## Questions to answer
**A)** Answer these questions using the excerpt on qualified immunity. Mark each answer with the same label as its question.
(i) How many years had Lundstrom worked at Sandia National Laboratory?
(ii) In what city were police chasing Alexander Baxter?
(iii) How long a probation was the Texas prison guard given?
**B)** List every person named in the excerpt on qualified immunity.
**C)** Carry on writing the excerpt on qualified immunity from the point where it ends.

───── Quoted passage ─────

Disgusted at the callous lack of justice from the courts, Lundstrom quit his job of 25 years at Sandia National Laboratory, sold his house, and moved away from Albuquerque.

“I lost faith,” said Lundstrom. “I think it was the first time when the judge sat down and said, ‘Ah, they’re police officers, they’re allowed to make mistakes.’”

The ultimate Catch-22

So how did such a callous and dangerous instance of bad policing result in zero consequences for the officers involved? Two magic words: qualified immunity. Qualified immunity is a legal concept invented out of whole cloth by the U.S. Supreme Court beginning in the late 1960s to protect police officers from ‘frivolous lawsuits’ and financial liability when they were acting in good faith under circumstances where the law might not be completely clear. At first blush, that might sound entirely reasonable. Who would want to punish someone who was doing their best in a tough situation?

The problem is that qualified immunity has made it practically impossible to hold law enforcement and other public officials accountable when they violate people’s constitutional rights. The framers of the U.S. Constitution anticipated that all government authority is bound to be abused, so they built in mechanisms to protect individuals.

In Section 1983 of the U.S. Constitution, they laid out that individuals have the right to sue the state and agents of the state for violations of their civil rights. This is crucial, because without this means of redress, the Bill of Rights is just an unenforceable piece of paper.

One of the key provisions of qualified immunity is that it shields law enforcement from civil suits unless a court determines an officer has violated “clearly established law.” Again, the language on its face sounds reasonable, but in application qualified immunity is one of the leading drivers of injustice in the U.S. legal system. The standard of “clearly established law” has been interpreted by the courts to mean that an officer can’t be held liable for violating an individual’s rights unless a previous case exists with almost the exact same set of facts in which the court has ruled a police officer violated an individual’s civil rights. Here’s some examples of what that has looked like in the real world:

  • In 2014, a homeless man named Alexander Baxter was chased by police officers and a police dog in Nashville, TN after he was spotted in the vicinity of a reported robbery. When Mr. Baxter sat down and raised his hands to surrender, the officer released the dog, who mauled Baxter so severely he had to be hospitalized. When Baxter filed a lawsuit, the court threw it out citing qualified immunity because in the closest prior case where wrongdoing had been determined a man had been mauled by a police dog while lying down—not sitting with his hands up.
  • Also in 2014, a Coffee County, Georgia Sheriff’s Deputy Michael Vickers was attempting to execute a warrant for a criminal suspect when the ensuing pursuit spilled over into a nearby family’s yard. When the family dog challenged the deputy’s intrusion, Vickers opened fire on the family pet and accidentally shot a ten-yearold child in the leg, one of three children in the yard with the dog. When the family sued, the judge granted qualified immunity to the officer because no earlier case held that it was unconstitutional for a police officer to open fire into a group of children.

  • In 2016, a Texas prison guard sprayed an inmate named Prince McCoy in the face with a can of pepper spray for no reason. The guard’s use of force was determined by the prison to be unreasonable, and he was placed on three months probation. McCoy sued for damages, but the Fifth Circuit Court of Appeals determined that the prison guard had qualified immunity because similar cited cases had involved guards who had hit or tased inmates for no reason—not pepper sprayed them for no reason.

───── Data extract ─────

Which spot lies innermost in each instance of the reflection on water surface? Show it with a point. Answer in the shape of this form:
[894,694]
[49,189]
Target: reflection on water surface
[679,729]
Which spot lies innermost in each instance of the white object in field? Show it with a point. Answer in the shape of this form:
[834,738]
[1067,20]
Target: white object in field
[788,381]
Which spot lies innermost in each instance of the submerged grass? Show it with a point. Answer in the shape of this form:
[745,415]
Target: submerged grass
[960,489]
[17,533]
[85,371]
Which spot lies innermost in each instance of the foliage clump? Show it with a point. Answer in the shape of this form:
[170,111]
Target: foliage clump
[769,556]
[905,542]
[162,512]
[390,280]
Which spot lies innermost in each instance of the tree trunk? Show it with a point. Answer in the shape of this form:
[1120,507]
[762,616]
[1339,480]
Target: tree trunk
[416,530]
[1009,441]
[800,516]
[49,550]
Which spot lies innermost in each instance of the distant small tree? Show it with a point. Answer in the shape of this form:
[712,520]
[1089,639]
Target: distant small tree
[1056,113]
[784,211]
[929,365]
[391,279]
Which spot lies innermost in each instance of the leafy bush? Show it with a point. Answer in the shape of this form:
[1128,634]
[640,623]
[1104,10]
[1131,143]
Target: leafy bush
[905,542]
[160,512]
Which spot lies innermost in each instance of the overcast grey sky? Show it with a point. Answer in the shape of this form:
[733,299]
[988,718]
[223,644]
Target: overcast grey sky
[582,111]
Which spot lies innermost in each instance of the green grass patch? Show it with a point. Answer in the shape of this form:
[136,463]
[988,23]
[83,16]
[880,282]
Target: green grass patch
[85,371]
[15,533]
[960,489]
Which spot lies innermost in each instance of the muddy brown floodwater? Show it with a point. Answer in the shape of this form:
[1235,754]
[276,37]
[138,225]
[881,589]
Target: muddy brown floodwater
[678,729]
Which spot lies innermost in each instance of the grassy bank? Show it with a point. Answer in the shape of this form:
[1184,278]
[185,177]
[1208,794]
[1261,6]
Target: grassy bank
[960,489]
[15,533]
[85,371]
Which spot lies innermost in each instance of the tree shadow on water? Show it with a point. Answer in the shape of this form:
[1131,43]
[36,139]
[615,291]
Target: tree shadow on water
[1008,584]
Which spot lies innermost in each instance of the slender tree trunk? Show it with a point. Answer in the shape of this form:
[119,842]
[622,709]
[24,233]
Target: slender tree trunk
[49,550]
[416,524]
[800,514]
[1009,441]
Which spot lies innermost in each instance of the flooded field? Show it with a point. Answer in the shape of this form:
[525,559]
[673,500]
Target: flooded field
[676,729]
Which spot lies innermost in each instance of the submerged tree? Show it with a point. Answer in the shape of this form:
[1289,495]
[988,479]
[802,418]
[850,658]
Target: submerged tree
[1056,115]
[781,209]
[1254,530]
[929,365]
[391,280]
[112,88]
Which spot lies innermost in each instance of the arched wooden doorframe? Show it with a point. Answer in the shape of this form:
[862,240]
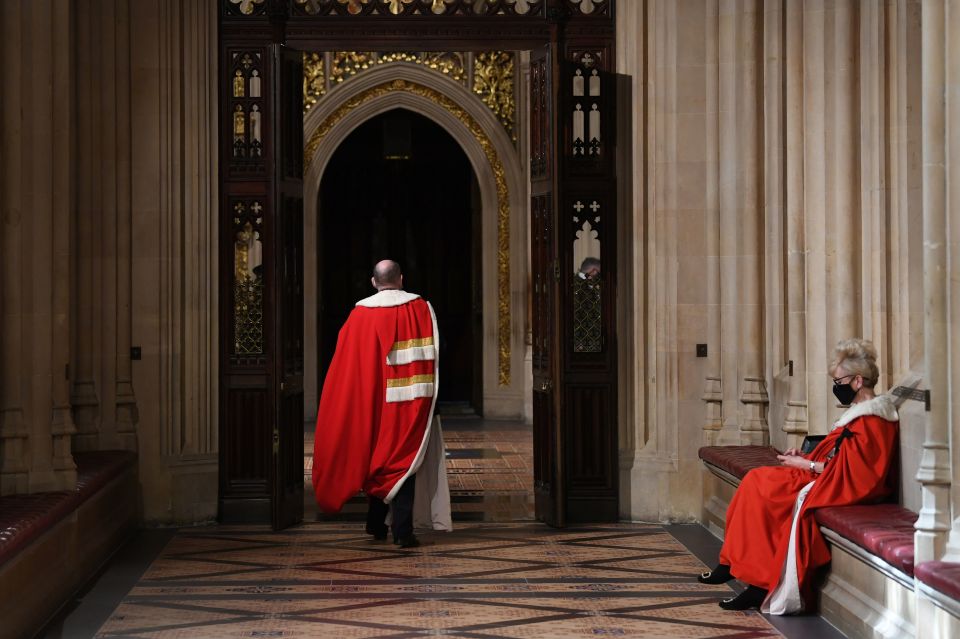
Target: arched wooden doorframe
[575,406]
[460,114]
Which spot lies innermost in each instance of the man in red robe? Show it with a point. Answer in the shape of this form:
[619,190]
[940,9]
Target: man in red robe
[772,542]
[375,426]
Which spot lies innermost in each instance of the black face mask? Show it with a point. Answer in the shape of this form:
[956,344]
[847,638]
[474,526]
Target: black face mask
[844,393]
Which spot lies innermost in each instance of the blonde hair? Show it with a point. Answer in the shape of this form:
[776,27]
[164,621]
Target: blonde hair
[857,357]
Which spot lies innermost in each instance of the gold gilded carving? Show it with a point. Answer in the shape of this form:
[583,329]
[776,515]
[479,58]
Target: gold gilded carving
[348,63]
[354,6]
[238,84]
[313,79]
[499,174]
[449,64]
[396,6]
[311,6]
[493,82]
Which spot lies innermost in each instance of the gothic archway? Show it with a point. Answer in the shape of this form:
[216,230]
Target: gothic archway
[502,190]
[571,167]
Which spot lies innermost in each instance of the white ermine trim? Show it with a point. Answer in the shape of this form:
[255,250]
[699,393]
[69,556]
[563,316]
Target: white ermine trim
[387,298]
[433,407]
[409,393]
[882,406]
[412,354]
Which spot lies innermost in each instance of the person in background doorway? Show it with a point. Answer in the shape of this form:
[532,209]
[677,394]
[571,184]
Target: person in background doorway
[376,430]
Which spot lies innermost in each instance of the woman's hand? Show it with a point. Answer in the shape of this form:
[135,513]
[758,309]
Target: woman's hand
[794,461]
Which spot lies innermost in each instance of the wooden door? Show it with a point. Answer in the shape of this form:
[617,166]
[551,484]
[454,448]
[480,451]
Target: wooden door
[586,225]
[548,476]
[287,186]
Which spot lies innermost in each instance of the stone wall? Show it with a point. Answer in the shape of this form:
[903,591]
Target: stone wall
[108,154]
[776,209]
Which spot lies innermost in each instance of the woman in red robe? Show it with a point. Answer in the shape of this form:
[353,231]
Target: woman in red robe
[772,542]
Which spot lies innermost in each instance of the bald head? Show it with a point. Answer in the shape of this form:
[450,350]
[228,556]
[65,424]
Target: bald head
[386,275]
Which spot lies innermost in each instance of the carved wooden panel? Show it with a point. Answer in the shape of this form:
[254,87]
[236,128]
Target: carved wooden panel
[244,461]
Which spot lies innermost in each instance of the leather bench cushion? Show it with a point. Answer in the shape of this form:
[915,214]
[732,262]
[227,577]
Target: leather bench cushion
[23,518]
[942,576]
[737,460]
[885,530]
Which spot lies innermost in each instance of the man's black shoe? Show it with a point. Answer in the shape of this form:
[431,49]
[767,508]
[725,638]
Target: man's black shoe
[408,542]
[719,575]
[752,597]
[379,535]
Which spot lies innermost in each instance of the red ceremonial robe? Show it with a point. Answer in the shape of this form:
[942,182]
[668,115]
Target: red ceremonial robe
[376,409]
[771,539]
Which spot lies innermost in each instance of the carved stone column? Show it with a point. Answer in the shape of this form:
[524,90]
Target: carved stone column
[14,436]
[38,138]
[815,210]
[749,280]
[89,71]
[174,257]
[934,473]
[952,142]
[795,420]
[713,385]
[843,229]
[729,202]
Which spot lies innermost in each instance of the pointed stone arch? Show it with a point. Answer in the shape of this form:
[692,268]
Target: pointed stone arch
[503,194]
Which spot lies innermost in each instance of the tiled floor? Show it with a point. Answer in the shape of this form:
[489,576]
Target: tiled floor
[489,468]
[480,581]
[485,579]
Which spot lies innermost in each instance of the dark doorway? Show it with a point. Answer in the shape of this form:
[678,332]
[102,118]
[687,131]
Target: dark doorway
[400,187]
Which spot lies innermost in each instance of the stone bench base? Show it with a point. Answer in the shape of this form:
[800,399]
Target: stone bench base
[42,575]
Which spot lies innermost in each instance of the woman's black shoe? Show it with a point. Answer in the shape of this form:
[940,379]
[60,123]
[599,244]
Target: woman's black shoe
[379,534]
[719,575]
[407,542]
[752,597]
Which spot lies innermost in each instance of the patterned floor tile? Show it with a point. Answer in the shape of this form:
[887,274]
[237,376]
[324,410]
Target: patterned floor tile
[482,580]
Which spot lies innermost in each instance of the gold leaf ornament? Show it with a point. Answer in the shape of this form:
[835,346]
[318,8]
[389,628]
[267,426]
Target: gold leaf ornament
[354,6]
[247,6]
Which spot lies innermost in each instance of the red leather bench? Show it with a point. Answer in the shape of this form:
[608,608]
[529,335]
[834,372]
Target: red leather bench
[23,518]
[883,530]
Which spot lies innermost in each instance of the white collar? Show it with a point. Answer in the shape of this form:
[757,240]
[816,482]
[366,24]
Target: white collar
[388,297]
[882,406]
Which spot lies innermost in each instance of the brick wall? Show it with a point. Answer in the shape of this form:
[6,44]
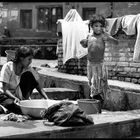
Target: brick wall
[118,59]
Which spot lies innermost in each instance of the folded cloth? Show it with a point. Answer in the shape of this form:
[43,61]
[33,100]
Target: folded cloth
[66,114]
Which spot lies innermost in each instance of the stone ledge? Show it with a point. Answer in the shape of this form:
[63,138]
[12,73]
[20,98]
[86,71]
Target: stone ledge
[83,80]
[57,93]
[106,125]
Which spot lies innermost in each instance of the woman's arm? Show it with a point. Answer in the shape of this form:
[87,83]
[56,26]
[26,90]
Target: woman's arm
[83,42]
[41,91]
[8,93]
[111,39]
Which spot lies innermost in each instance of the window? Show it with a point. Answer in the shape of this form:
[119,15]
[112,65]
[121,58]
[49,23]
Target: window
[26,19]
[47,18]
[87,12]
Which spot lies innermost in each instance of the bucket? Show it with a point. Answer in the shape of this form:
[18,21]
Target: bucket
[89,106]
[10,54]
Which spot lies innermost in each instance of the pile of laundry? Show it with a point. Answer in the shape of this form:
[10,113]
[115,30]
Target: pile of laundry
[15,117]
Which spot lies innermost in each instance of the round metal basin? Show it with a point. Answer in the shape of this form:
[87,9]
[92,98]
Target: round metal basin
[34,107]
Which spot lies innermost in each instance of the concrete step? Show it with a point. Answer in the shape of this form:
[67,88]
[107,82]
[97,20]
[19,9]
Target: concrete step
[57,93]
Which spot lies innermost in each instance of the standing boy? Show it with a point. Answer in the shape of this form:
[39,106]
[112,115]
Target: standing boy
[95,43]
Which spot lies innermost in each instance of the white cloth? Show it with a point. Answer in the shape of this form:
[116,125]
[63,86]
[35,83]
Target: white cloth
[111,25]
[8,76]
[131,26]
[74,29]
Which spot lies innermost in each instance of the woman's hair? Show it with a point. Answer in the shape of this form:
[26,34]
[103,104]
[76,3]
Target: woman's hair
[23,51]
[97,18]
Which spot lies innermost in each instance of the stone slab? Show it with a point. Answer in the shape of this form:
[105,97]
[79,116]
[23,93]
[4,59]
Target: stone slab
[57,93]
[119,124]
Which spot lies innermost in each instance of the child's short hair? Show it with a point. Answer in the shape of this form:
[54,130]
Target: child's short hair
[97,18]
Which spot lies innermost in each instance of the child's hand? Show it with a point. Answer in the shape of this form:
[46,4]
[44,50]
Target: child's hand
[89,83]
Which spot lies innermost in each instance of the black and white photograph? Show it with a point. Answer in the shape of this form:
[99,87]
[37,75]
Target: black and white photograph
[69,69]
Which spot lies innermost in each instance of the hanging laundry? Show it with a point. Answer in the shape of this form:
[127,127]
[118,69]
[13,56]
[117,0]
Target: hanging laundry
[131,26]
[113,25]
[74,29]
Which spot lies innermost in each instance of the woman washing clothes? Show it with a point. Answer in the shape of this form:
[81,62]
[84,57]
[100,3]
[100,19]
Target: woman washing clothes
[17,80]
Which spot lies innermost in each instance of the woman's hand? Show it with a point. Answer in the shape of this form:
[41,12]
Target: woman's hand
[17,100]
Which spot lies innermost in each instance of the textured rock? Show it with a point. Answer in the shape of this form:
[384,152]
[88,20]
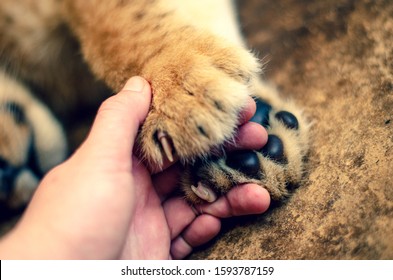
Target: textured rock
[335,58]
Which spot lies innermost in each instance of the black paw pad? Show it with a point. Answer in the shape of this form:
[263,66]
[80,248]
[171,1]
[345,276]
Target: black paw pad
[274,149]
[261,115]
[246,162]
[288,119]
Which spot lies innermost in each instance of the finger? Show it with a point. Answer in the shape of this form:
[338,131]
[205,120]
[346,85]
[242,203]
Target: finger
[179,215]
[242,200]
[251,136]
[167,181]
[118,119]
[200,231]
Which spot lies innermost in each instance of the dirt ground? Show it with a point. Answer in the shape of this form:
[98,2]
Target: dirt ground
[335,58]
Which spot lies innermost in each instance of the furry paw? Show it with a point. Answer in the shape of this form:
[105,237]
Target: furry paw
[277,166]
[199,89]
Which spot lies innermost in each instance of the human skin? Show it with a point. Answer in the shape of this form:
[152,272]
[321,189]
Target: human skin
[103,203]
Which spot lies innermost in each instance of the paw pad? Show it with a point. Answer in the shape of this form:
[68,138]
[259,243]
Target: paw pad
[288,119]
[246,162]
[274,149]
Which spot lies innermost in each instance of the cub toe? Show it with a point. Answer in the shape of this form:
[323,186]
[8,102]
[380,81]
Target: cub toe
[288,119]
[274,149]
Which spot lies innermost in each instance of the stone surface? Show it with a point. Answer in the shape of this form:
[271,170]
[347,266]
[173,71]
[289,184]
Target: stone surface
[335,58]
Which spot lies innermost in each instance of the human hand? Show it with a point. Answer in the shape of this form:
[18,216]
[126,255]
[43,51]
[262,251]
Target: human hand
[103,203]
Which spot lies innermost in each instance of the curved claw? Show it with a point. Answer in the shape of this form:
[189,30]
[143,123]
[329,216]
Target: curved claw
[204,192]
[166,145]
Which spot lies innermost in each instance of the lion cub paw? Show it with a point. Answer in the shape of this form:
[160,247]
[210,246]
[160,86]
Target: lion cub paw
[277,166]
[198,94]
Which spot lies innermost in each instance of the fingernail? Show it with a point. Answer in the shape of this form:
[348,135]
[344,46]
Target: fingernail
[135,84]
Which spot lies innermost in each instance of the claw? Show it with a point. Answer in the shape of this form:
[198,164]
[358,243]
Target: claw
[166,145]
[204,192]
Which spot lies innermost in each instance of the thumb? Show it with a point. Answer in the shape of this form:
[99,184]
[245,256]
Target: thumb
[118,119]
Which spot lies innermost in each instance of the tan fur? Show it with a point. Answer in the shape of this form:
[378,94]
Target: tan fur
[201,75]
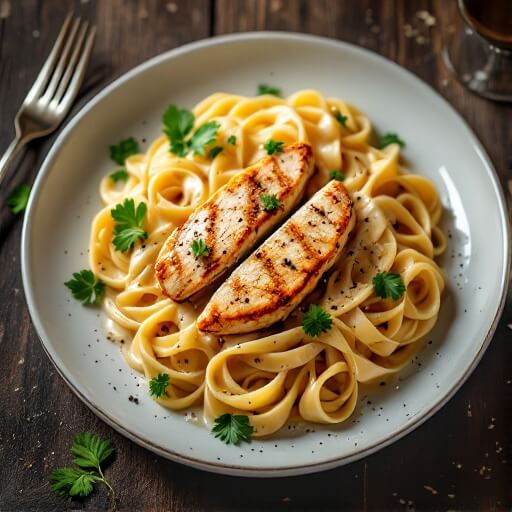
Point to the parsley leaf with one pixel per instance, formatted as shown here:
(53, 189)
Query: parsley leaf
(316, 321)
(273, 146)
(125, 148)
(390, 138)
(119, 175)
(90, 451)
(199, 248)
(336, 175)
(203, 136)
(340, 118)
(18, 200)
(233, 428)
(270, 202)
(215, 151)
(73, 482)
(269, 89)
(388, 284)
(177, 122)
(158, 384)
(128, 228)
(86, 287)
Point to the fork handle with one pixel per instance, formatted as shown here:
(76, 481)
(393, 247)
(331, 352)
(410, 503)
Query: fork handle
(9, 155)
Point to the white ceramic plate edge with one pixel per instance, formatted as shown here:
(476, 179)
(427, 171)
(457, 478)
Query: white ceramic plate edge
(422, 416)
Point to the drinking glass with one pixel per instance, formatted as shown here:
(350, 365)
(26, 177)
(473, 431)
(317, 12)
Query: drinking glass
(479, 51)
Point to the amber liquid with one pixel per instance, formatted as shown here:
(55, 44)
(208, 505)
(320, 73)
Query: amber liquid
(490, 18)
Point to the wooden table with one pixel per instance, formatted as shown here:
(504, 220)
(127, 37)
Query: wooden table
(457, 460)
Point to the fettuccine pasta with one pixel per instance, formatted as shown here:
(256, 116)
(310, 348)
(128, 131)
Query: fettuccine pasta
(281, 372)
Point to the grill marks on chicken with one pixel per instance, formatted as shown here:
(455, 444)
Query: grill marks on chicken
(273, 280)
(232, 221)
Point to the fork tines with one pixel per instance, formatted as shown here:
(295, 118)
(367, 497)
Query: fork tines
(59, 79)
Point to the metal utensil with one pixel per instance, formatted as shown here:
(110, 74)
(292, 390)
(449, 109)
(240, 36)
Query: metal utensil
(55, 88)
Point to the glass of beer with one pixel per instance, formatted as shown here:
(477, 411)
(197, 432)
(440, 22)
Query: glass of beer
(479, 51)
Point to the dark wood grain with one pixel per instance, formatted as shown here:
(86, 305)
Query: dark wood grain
(462, 452)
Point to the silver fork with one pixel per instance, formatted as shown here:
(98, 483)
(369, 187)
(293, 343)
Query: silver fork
(55, 88)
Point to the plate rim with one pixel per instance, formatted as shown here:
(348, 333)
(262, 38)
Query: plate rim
(219, 467)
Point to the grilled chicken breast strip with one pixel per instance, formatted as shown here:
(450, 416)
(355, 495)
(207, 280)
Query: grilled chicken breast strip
(232, 221)
(275, 278)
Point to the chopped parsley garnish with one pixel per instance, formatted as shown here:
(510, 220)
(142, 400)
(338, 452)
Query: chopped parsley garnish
(215, 151)
(388, 285)
(270, 202)
(119, 175)
(390, 138)
(199, 248)
(158, 385)
(316, 321)
(86, 287)
(269, 89)
(178, 123)
(203, 136)
(336, 175)
(340, 118)
(129, 222)
(233, 428)
(273, 146)
(18, 200)
(90, 453)
(125, 148)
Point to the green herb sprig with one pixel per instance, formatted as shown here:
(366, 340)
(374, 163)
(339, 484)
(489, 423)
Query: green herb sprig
(269, 89)
(18, 200)
(178, 123)
(233, 428)
(129, 224)
(86, 287)
(158, 385)
(316, 321)
(390, 138)
(119, 175)
(90, 454)
(270, 202)
(273, 146)
(388, 285)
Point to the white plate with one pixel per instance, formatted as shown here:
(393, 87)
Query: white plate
(439, 145)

─────

## Written responses
**A)**
(i) 25 years
(ii) Nashville, TN
(iii) Three months

**B)** Lundstrom, Alexander Baxter, Michael Vickers, Prince McCoy

**C)**
These cases are glaring examples of how qualified immunity has perverted justice to the point of absurdity. Extreme hair-splitting allows any number of heinous abuses to go unanswered just because the specific details of abuse do not conform to specific details in instances of past abuse. In a further Kafkaesque twist, when cases are thrown out because their novel circumstances permit qualified immunity, it renders it nearly impossible to create precedents that would prevent the use of qualified immunity in similar cases moving forward. It’s the ultimate Catch-22.

Doctors, lawyers, barbers, and construction workers are all expected to follow the law and can be sued for serious misconduct, but qualified immunity gives police and certain other public officials what amounts to a “get out of court free” card. Cloaked in qualified immunity, law enforcement officers everywhere are emboldened to use excessive force, knowing full well that they are highly unlikely to face any consequences. This of coursehas an outsized impact on people of color, who experience excessive use of force at far higher rates than White people, and further entrenches a culture of racist violence in police departments across the nation.

The Way Forward

“Qualified immunity as it exists today cannot stand if we are to live in a just society,” said Barron Jones, Senior Police Strategist for the ACLU of New Mexico. “There is a crisis of accountability throughout New Mexico’s law enforcement agencies, corrections system, and other public officials who are shielded by qualified immunity. We must do away with this incredibly destructive doctrine if we want our courts and legal system to ever be a meaningful avenue for addressing civil rights violations in our state.”

To that end, the ACLU of New Mexico is working with a diverse set of groups, including local trial attorneys, the Innocence Project, and conservativeleaning Americans for Prosperity, to pass the New Mexico Civil Rights Act (NMCRA) in the upcoming 2021 legislative session. The NMCRA would be a groundbreaking piece of legislation that would effectively abolish qualified immunity as we know it in New Mexico. Currently, New Mexico’s laws are too narrow to allow individuals to successfully sue police and other public officials for constitutional violations, and lawsuits in Federal Courts are often dead ends due to qualified immunity. The NMCRA would finally open up legal avenues in state court for New Mexicans to find justice when police and other public officials violate their rights.

“By improving police accountability through the New Mexico Civil Rights Act, we stand to improve a whole host of problems created by qualified immunity in our state,” said Jones. “Not only will it provide a meaningful path for justice when people’s rights are violated, it will incentivize law enforcement departments throughout the state to adopt and properly enforce policies and procedures that protect the rights of New Mexicans. These changes collectively have the potential to improve public trust in law enforcement, and even save public dollars by disincentivizing abusive cultures in police departments across the state. ”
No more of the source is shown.